* Письменное задание *
Продолжи рассказ о ферме графа в Америке, начиная сразу после его последней фразы.

:: Текст для чтения ::

Мой чичероне переводил ему мои вопросы и мне его ответы.
Вскоре, впрочем, вошел сам хозяин, и работник ушел.
Собрались опять все за завтраком из двух блюд: вареная ветчина и жаренный в масле вареный картофель. Ветчина была очень и очень соленая, да и масло в картофеле также. Ели все молча, не торопясь и очень много, после завтрака подали кофе с молоком и сухарями из пресного теста. В сухарях, наоборот, соль уже совершенно отсутствовала.
Граф жил один. Дочь его была замужем за таким же фермером, как он, и жила с мужем и тремя детьми верстах в шестидесяти. Муж ее - бывший работник графа. Сам граф много лет тому назад начал свою карьеру здесь в Америке тоже с рабочего.
- Каждый рабочий делается фермером?
Наивность своего вопроса я сообразил, когда уже задал его.
- Разве каждый подмастерье, каждый приказчик открывает свой магазин и делается мастером, купцом? Каждый моряк - капитаном? Для всего нужно свое призвание, а для земледельца больше, чем для других. Земледелие не только ремесло, но и искусство, потому что требует, кроме знания, любви, потому что только любовь не считает жертв. А если начать их считать, кто же останется здесь?
На вопрос мой, как велик средний размер здешних хозяйств, граф ответил:
- От пятидесяти до ста десятин.
- То же, значит, что и в той части Китая, где я был,- сказал я.- И такое хозяйство устойчиво, хорошо сводит концы с концами?
- Как у кого,- лучше все-таки, чем большие хозяйства. Два тут было на больших акционерных началах, и оба лопнули.
- Почему?
- Чужими руками хотели разбогатеть, а земля не любит этого и умеет разбирать, где чужие, где свои руки.
Мы обошли с графом его хозяйство. Везде образцовый порядок, но ничего нового я лично не встретил: те же рядовые сеялки, сенокосилки, жатвенные машины.

:::
:: Выборка данных ::

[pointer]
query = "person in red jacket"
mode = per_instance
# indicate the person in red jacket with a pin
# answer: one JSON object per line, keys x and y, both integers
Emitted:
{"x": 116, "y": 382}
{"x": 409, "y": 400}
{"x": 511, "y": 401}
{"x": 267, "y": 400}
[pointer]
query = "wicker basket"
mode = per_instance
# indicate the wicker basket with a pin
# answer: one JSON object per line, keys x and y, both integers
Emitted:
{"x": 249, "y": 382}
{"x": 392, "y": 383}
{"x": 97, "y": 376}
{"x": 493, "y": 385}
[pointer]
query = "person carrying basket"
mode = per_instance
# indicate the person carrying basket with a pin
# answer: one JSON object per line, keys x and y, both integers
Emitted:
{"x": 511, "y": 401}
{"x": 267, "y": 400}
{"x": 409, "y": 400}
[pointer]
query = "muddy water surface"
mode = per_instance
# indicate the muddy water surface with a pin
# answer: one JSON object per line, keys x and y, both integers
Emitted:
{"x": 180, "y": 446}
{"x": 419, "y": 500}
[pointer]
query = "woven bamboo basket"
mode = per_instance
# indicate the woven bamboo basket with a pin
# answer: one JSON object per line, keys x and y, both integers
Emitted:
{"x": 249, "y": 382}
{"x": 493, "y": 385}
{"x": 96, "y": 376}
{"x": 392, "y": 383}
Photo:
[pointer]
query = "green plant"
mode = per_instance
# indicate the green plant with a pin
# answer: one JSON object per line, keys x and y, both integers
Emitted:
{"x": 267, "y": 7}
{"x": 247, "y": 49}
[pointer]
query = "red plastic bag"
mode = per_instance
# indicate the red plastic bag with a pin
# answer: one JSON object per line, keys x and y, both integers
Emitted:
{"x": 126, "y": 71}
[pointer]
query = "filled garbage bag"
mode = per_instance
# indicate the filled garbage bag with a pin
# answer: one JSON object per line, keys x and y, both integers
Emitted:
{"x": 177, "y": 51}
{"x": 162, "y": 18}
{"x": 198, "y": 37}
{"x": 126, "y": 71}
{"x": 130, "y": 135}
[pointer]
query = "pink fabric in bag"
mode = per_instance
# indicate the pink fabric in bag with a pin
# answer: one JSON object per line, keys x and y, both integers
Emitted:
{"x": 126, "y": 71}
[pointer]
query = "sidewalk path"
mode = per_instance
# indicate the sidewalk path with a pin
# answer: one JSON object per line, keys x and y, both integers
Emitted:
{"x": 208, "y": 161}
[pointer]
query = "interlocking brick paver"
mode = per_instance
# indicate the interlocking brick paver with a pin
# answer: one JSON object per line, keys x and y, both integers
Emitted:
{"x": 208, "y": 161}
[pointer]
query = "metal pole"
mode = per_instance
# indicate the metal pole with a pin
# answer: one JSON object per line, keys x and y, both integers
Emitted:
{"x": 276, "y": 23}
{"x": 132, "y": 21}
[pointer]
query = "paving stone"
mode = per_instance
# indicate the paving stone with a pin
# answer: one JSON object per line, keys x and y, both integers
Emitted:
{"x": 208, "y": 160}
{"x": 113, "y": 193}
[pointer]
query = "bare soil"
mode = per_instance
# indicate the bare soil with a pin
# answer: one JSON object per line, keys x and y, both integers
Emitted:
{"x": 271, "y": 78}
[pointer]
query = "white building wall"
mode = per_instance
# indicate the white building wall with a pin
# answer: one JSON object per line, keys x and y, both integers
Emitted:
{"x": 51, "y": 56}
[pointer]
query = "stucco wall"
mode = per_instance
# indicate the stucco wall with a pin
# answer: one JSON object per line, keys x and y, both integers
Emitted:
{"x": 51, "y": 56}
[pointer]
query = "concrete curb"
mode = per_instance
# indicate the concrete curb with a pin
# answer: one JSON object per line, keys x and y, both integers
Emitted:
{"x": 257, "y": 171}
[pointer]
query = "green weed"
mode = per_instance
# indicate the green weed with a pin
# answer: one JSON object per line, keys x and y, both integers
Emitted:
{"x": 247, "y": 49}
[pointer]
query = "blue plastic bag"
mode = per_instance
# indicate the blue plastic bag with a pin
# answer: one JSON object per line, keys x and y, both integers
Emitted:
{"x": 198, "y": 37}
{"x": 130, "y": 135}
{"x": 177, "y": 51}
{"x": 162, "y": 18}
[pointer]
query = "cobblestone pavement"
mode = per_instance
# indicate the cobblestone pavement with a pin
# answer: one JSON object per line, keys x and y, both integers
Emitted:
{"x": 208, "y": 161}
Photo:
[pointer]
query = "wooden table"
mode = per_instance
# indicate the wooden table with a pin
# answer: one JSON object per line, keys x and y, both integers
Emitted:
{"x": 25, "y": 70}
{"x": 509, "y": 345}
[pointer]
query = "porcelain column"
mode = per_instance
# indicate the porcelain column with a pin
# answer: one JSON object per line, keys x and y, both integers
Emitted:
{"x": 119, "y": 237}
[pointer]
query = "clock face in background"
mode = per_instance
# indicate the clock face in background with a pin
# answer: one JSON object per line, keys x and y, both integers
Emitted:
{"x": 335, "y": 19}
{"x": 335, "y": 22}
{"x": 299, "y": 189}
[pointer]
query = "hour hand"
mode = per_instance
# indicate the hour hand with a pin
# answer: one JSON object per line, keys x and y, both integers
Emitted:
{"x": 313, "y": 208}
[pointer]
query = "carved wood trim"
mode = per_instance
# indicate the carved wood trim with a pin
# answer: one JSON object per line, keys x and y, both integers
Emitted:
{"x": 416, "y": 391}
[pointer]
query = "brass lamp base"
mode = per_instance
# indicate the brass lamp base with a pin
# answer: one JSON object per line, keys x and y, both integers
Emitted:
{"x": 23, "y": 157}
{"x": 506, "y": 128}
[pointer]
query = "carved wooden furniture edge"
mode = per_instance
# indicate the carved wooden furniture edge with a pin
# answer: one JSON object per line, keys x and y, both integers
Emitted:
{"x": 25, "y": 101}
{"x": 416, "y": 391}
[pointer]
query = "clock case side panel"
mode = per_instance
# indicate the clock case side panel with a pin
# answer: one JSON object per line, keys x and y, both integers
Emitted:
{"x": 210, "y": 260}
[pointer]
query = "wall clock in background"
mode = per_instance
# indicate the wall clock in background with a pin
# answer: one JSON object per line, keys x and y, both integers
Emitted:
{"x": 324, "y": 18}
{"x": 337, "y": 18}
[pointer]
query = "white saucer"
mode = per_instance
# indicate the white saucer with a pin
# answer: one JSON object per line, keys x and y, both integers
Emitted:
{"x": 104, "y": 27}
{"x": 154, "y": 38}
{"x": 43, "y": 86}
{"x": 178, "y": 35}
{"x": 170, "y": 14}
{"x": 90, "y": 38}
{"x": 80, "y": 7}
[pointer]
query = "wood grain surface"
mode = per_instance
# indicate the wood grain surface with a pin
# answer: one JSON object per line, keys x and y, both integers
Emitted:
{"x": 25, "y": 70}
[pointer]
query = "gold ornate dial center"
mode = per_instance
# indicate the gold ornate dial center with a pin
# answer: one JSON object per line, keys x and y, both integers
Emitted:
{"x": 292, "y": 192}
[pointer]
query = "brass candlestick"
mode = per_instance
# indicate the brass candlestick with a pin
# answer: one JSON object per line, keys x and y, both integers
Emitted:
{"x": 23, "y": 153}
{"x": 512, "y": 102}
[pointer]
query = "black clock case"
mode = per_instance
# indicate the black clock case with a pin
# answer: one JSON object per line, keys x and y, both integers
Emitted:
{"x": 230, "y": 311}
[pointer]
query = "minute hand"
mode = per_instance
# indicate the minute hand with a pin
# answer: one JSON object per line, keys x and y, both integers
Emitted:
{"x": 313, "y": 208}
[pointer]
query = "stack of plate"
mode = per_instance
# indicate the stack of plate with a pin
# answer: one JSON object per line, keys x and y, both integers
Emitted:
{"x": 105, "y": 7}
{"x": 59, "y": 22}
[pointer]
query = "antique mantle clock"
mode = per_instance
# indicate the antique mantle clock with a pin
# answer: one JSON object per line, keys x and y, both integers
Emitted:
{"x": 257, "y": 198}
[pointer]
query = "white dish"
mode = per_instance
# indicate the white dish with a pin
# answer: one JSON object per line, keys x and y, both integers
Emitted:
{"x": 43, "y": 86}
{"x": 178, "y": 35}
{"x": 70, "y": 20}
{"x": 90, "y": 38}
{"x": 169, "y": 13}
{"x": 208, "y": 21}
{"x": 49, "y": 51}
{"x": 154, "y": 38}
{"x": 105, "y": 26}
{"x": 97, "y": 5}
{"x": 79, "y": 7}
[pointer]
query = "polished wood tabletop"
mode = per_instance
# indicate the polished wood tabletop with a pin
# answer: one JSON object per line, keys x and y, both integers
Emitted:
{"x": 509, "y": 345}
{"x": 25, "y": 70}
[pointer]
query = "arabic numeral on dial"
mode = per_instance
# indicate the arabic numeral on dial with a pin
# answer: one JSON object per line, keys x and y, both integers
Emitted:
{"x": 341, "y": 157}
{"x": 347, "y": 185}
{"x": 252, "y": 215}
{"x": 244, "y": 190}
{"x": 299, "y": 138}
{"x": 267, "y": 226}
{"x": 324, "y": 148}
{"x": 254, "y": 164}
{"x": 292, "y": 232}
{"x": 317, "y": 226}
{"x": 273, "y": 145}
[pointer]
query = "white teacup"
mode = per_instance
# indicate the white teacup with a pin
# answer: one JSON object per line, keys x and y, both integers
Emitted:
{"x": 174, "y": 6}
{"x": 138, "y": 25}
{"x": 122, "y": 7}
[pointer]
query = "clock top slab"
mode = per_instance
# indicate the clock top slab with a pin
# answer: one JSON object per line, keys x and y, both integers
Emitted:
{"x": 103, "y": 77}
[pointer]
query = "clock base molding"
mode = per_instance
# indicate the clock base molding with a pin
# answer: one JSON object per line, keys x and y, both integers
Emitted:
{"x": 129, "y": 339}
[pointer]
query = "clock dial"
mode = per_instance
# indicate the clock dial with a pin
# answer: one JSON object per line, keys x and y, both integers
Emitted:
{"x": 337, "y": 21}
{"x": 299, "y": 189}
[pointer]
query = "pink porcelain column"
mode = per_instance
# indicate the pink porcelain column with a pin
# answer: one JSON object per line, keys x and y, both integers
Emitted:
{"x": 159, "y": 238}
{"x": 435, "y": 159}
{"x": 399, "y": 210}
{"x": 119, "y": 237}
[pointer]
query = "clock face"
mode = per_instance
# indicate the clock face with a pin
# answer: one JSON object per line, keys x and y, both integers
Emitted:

:::

* Ответ *
- Сколько у вас работников?
- Для поля три человека, один для двора и один для откорма скота.
В Китае на такое количество земли потребовалось бы человек шестьдесят, а здесь во всем труд человека заменен машинами, и благодаря этому один может обрабатывать тридцать десятин.
У нас в России, если б даже всю землю, удобную для пашни (250 миллионов десятин), разделить на 100 миллионов нашего сельского населения, то на душу пришлось бы всего 2 1/2 десятины. Другими словами, и в идеальном случае даже, заработок одного американца пришлось бы разделить на двенадцать русских ртов.
В деле же перевозки, по количеству железных дорог, одну порцию здешнюю пришлось бы делить уже на сотни русских ртов.
Вывод из сказанного слишком ясен, чтобы распространяться о нем, и к тому же все это давно известно.
А как обставлены здесь торговля, сбыт сельскохозяйственных продуктов - хлеба, скота!
Среднее удаление сельскохозяйственной фермы от пункта сбыта 7-8 верст.
На каждом таком пункте прием хлеба с элеватором, с выдачей 75 процентов ссуды, с заменой громоздкого хлебного товара квитанцией, которая свободно поместится в любом вашем жилетном кармане.
Квитанций, которую вы можете перевозить в любой конец мира и продать там хлеб в любой наивыгоднейший для вас момент, точно зная в каждый данный момент всю наличность хлеба в стране, регулируя этим посевы того или другого хлеба.
Этим путем завладели американцы мировым рынком, благодаря этому они и хозяева его и сбывают всегда свой хлеб по наивысшим ценам.
И как умеют они компенсировать все новыми и новыми приспособлениями все убытки от перепроизводства. Уже теперь доставка из любого пункта Америки в любой Европы не превышает 22 копейки за пуд.
Я вспоминаю довод одного государственного человека у нас против того, что для успешной конкуренции нам необходимо делать то же, что делает Америка.
- Ну, тогда еще больше только собьем цену,- ответил он.
Далеко бы ушли люди, руководствуясь такой своеобразной, выгодной только для конкурентов логикой.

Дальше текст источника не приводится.